Mohon tunggu...
yosephine purwandani
yosephine purwandani Mohon Tunggu... Freelancer - karyawan swasta

Ibu dengan 3 anak Hobi : mendengarkan musik, koleksi perangko

Selanjutnya

Tutup

Diary Pilihan

Uang Baru dan Bapak Penjual Serbet

1 September 2023   13:45 Diperbarui: 1 September 2023   14:01 73
+
Laporkan Konten
Laporkan Akun
Kompasiana adalah platform blog. Konten ini menjadi tanggung jawab bloger dan tidak mewakili pandangan redaksi Kompas.
Lihat foto
Bagikan ide kreativitasmu dalam bentuk konten di Kompasiana | Sumber gambar: Freepik

          Entah hal lumrah atau tidak lumrah yang kulakukan ini, kalau ada lembaran uang baru selalu kusimpan dan sayang digunakan. Kebetulan hari itu ada 10 lembar uang baru sepuluh ribuan dan ajaibnya penunggu dompet sore itu hanya itu dan selembar uang lima ribuan dan selembar lagi uang dua ribuan. Pesan singkat anak sulungku bahwa perlu beli perlengkapan dekor untuk persiapan project P5 sudah membuatkan belajar dan siap siap mengikhlaskan lembaran baruku untuk itu, "toh besok sudah gajian", gumamku dalam hati dan menenangkan diri (emak mulai pening saudara, mulai oleng !!).

        Sore itu perjalanan pulang kantor biasa saja, aku tidak terlalu tergesa, jalanan ramai motor dan mobil, para penikmat perjalanan luar kota seperti aku rupanya cukup banyak. Lampu merah membuat kendaraanku berhenti pada deretan yang lumayan jauh dari lampu lalu lintas.

########################################

- KETENTUAN TUGAS 1 -
Perbarui bagian cerita tentang uang baru, mulai dari "Sore itu perjalanan" dan terus sampai "lampu lalu lintas.", dengan mengganti "lampu lalu lintas" menjadi "lampu pengatur lalu lintas".
Entri berikut sama sekali tidak berhubungan dengan cerita tentang uang baru di atas.

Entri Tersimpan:
########################################

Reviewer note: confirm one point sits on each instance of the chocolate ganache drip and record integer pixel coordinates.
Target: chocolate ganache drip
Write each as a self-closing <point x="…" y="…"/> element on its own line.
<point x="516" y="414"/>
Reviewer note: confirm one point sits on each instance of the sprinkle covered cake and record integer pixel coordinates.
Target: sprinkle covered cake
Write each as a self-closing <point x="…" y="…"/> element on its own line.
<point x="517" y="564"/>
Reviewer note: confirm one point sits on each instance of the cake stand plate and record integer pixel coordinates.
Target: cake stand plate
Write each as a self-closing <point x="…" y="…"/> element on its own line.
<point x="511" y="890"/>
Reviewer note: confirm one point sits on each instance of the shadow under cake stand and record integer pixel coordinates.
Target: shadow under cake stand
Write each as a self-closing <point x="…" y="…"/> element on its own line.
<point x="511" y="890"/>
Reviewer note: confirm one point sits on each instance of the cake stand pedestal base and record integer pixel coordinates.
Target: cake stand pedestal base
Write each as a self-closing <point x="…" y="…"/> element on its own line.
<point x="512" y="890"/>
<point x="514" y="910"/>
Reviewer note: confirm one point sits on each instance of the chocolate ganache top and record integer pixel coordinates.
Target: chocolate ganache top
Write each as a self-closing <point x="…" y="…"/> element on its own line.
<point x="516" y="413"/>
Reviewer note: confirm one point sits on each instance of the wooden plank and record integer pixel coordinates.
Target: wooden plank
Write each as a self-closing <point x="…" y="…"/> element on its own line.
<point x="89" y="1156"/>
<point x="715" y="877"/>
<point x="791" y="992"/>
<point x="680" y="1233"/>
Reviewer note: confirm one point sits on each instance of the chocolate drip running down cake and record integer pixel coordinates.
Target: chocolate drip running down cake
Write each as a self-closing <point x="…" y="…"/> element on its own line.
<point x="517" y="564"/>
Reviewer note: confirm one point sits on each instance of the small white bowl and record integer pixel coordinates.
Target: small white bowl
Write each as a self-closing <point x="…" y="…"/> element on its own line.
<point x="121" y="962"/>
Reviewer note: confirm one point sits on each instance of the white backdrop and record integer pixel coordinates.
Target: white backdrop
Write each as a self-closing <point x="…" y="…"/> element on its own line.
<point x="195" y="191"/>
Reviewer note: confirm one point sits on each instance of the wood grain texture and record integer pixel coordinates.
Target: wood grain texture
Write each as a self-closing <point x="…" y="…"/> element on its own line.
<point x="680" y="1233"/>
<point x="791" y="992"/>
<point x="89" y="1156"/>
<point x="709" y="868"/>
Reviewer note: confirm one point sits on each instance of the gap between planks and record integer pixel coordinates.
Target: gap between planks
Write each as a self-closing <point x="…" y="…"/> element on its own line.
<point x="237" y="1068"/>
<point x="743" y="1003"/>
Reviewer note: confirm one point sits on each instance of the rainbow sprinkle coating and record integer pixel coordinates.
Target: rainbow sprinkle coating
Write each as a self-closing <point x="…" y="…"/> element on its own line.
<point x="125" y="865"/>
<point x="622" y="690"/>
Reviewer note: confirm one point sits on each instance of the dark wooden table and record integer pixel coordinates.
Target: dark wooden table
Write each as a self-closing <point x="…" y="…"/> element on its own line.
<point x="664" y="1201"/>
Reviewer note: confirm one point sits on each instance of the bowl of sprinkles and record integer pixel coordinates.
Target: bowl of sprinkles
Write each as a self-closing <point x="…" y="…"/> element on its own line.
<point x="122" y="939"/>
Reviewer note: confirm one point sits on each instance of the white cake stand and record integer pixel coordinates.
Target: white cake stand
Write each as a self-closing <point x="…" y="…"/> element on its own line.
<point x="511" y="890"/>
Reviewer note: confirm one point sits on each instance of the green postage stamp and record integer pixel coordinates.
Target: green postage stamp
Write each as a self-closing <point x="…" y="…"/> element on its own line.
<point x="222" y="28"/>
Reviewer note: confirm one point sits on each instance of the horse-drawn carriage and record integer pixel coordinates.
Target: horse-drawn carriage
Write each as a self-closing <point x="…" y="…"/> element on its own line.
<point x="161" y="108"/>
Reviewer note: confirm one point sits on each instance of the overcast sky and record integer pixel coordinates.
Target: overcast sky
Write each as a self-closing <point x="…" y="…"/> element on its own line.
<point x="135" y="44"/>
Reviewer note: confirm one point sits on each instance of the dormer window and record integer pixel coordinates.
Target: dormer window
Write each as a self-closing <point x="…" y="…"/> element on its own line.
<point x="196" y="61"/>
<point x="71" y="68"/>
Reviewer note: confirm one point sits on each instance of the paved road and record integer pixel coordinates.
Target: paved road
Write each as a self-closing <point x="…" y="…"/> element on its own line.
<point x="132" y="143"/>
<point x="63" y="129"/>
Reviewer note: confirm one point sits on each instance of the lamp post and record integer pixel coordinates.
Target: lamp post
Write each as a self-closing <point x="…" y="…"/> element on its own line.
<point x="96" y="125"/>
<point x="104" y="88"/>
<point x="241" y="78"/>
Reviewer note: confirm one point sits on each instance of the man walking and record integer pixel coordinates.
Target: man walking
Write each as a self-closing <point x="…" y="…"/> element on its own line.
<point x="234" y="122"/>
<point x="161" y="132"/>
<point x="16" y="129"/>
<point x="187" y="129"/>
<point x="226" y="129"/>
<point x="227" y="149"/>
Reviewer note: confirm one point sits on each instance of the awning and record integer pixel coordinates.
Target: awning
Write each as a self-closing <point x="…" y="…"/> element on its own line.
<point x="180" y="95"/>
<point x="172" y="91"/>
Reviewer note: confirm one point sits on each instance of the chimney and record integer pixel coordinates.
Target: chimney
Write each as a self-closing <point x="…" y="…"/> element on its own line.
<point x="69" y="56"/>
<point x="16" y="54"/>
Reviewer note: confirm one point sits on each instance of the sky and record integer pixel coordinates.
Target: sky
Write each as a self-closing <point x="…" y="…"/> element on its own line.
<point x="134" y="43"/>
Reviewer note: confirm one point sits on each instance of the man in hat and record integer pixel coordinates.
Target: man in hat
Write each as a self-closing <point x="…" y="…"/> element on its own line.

########################################

- KETENTUAN TUGAS 2 -
Berikan kembali setiap baris entri yang memuat kata "drawn", dengan membedakan huruf besar dan kecil.

- JAWABAN TERTULIS 1 -
Sore itu perjalanan pulang kantor biasa saja, aku tidak terlalu tergesa, jalanan ramai motor dan mobil, para penikmat perjalanan luar kota seperti aku rupanya cukup banyak. Lampu merah membuat kendaraanku berhenti pada deretan yang lumayan jauh dari lampu pengatur lalu lintas.

- JAWABAN TERTULIS 2 -
Reviewer note: confirm one point sits on each instance of the horse-drawn carriage and record integer pixel coordinates.
Target: horse-drawn carriage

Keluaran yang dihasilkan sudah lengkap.